Requirement A:
From the patch note below, echo the passage word for word, starting at the words "Please replace the" and ending after the words "to_hex(int32_num) & to_hex(int64_num)".
▬▬▬▬▬▬▬▬▬▬
Please replace the original patch (substr.2002.08.14.1.patch) with the
attached. It includes everything from the previous one, plus newly
implemented builtin functions:
replace(string, from, to)
-- replaces all occurrences of "from" in "string" to "to"
split(string, fldsep, column)
-- splits "string" on "fldsep" and returns "column" number piece
to_hex(int32_num) & to_hex(int64_num)
-- takes integer number and returns as hex string
All previously discussed on the list; see thread at:
http://archives.postgresql.org/pgsql-hackers/2002-07/msg00511.php
Examples:
SELECT replace('yabadabadoo', 'ba', '123') AS "ya123da123doo";
ya123da123doo
---------------
ya123da123doo
(1 row)
select split('joeuser@mydatabase','@',1) AS "joeuser";
joeuser
---------
joeuser
(1 row)
select split('joeuser@mydatabase','@',2) AS "mydatabase";
mydatabase
------------
mydatabase
(1 row)
select to_hex(256::bigint*256::bigint*256::bigint*256::bigint - 1) AS
"ffffffff";
ffffffff
----------
ffffffff
(1 row)
Tests have been added to the regression suite.
Passes all regression tests. I've checked the strings.sql script in a
multibyte database and it works fine also. I'd appreciate a good look by
someone more familiar with multibyte related issues though.
If it is OK, I'd like to hold off on docs until this is committed and
after beta starts.
▬▬▬▬▬▬▬▬▬▬
Requirement B:
Duplicate all of the records that follow, unchanged and character for character.

Data for this task:
▬▬▬▬▬▬▬▬▬▬
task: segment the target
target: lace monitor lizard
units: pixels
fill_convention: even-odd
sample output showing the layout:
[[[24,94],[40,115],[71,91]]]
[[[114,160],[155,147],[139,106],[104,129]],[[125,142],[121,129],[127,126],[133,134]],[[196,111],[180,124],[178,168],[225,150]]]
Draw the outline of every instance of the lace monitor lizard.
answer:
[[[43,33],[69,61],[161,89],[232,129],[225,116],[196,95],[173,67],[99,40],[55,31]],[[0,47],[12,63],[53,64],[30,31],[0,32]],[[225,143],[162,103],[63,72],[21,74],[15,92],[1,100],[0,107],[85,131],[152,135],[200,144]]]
▬▬▬▬▬▬▬▬▬▬
Complete output A:
Please replace the original patch (substr.2002.08.14.1.patch) with the
attached. It includes everything from the previous one, plus newly
implemented builtin functions:
replace(string, from, to)
-- replaces all occurrences of "from" in "string" to "to"
split(string, fldsep, column)
-- splits "string" on "fldsep" and returns "column" number piece
to_hex(int32_num) & to_hex(int64_num)

Complete output B:
task: segment the target
target: lace monitor lizard
units: pixels
fill_convention: even-odd
sample output showing the layout:
[[[24,94],[40,115],[71,91]]]
[[[114,160],[155,147],[139,106],[104,129]],[[125,142],[121,129],[127,126],[133,134]],[[196,111],[180,124],[178,168],[225,150]]]
Draw the outline of every instance of the lace monitor lizard.
answer:
[[[43,33],[69,61],[161,89],[232,129],[225,116],[196,95],[173,67],[99,40],[55,31]],[[0,47],[12,63],[53,64],[30,31],[0,32]],[[225,143],[162,103],[63,72],[21,74],[15,92],[1,100],[0,107],[85,131],[152,135],[200,144]]]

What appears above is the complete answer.